_Record set_
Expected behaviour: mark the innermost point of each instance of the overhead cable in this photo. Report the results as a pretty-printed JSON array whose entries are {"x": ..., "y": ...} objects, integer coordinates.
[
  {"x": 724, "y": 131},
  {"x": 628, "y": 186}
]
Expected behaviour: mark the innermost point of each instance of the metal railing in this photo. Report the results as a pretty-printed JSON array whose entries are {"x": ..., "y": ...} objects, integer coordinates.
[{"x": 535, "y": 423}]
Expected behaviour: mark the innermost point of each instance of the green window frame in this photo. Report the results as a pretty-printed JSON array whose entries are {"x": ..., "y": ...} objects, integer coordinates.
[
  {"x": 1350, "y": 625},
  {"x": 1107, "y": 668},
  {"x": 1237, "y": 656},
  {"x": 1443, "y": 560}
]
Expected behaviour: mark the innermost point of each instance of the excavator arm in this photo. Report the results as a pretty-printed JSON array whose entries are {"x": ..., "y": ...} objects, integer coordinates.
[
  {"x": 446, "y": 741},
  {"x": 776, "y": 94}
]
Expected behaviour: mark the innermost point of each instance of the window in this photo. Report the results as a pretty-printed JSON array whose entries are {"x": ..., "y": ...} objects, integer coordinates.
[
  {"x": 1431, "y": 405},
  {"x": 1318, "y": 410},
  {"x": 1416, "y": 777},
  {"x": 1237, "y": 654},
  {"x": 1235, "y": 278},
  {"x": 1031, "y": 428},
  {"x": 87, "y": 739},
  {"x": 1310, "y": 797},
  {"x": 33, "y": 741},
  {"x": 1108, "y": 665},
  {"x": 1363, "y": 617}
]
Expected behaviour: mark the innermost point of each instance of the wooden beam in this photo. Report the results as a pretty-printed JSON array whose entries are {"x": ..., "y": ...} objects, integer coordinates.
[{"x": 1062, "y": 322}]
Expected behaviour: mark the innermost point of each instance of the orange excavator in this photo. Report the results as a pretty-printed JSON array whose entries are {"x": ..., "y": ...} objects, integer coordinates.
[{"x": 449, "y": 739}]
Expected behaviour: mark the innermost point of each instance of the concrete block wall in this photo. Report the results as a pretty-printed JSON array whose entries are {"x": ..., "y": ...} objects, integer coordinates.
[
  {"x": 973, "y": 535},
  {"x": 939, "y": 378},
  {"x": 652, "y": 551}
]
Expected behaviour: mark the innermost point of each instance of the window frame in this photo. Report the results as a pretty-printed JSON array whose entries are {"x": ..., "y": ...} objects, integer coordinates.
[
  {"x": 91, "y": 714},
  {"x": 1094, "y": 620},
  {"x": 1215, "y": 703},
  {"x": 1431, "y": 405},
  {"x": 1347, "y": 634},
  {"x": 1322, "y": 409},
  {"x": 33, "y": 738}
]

_Task brief_
The records must each be output verbatim, with nothing left out.

_Your solution_
Expected behaviour: mark the innermost point of each instance of the overhead cable in this photo. Report the results as a pretty-printed JSON array whose entries are {"x": ..., "y": ...} objects, integer coordinates.
[
  {"x": 724, "y": 131},
  {"x": 628, "y": 186}
]
Expected behaviour: mark the innermost point of each instance of the metal railing in this photo. Report the results as a pretty-printed JSON array whose entries are {"x": ..., "y": ...} objects, integer coordinates.
[{"x": 535, "y": 423}]
Expected behaviour: mark the innermost point of each instance of the green window frame in this photo. Report the results as a pretty-printed JSON array whose entries are {"x": ..., "y": ...} objects, integer coordinates.
[
  {"x": 1350, "y": 625},
  {"x": 1107, "y": 668},
  {"x": 1237, "y": 656},
  {"x": 1443, "y": 560}
]
Expected behaviour: mark the innermost point of each instance of the excavator arm in this photo. Report the results as a pretty-printed JSON array whose entries are {"x": ..., "y": ...} objects, integer coordinates.
[
  {"x": 446, "y": 741},
  {"x": 776, "y": 94}
]
Expected behaviour: mark the innermost point of each instance of the window in this photo. Report the results as a pretty-printed JSON array whose entries are {"x": ..., "y": ...} objects, integer coordinates.
[
  {"x": 1431, "y": 405},
  {"x": 1318, "y": 410},
  {"x": 1416, "y": 777},
  {"x": 1237, "y": 654},
  {"x": 1235, "y": 278},
  {"x": 1031, "y": 428},
  {"x": 87, "y": 739},
  {"x": 1310, "y": 797},
  {"x": 33, "y": 741},
  {"x": 1108, "y": 665},
  {"x": 1363, "y": 617}
]
Expected behaviour: mark the innermost point of each instance of the wooden beam in this photo. Report the results as a pretty-printed JSON array whose entries are {"x": ..., "y": ...} objects, integer coordinates.
[{"x": 1062, "y": 322}]
Expected behaviour: mark the innermost point of each instance of the orange excavator in this photo. Report the results as a pretty-printed JSON array whose entries are {"x": ..., "y": ...} objects, integer coordinates.
[{"x": 449, "y": 739}]
Expected behaviour: mark the innermost point of each instance of the concrete block wall in this photo. Report the results as a pretty-printed JSON array whose entries are {"x": ..., "y": ...} objects, integer coordinates.
[
  {"x": 973, "y": 535},
  {"x": 939, "y": 378},
  {"x": 652, "y": 551}
]
Expected behaviour: mark the innermost point of each instance of the window frame in this photo. Report the results as a pretty-printed JSON array whose entries are {"x": ..., "y": ...} objects, integer coordinates.
[
  {"x": 91, "y": 714},
  {"x": 1094, "y": 620},
  {"x": 1215, "y": 703},
  {"x": 1431, "y": 405},
  {"x": 1347, "y": 634},
  {"x": 1322, "y": 409},
  {"x": 33, "y": 738}
]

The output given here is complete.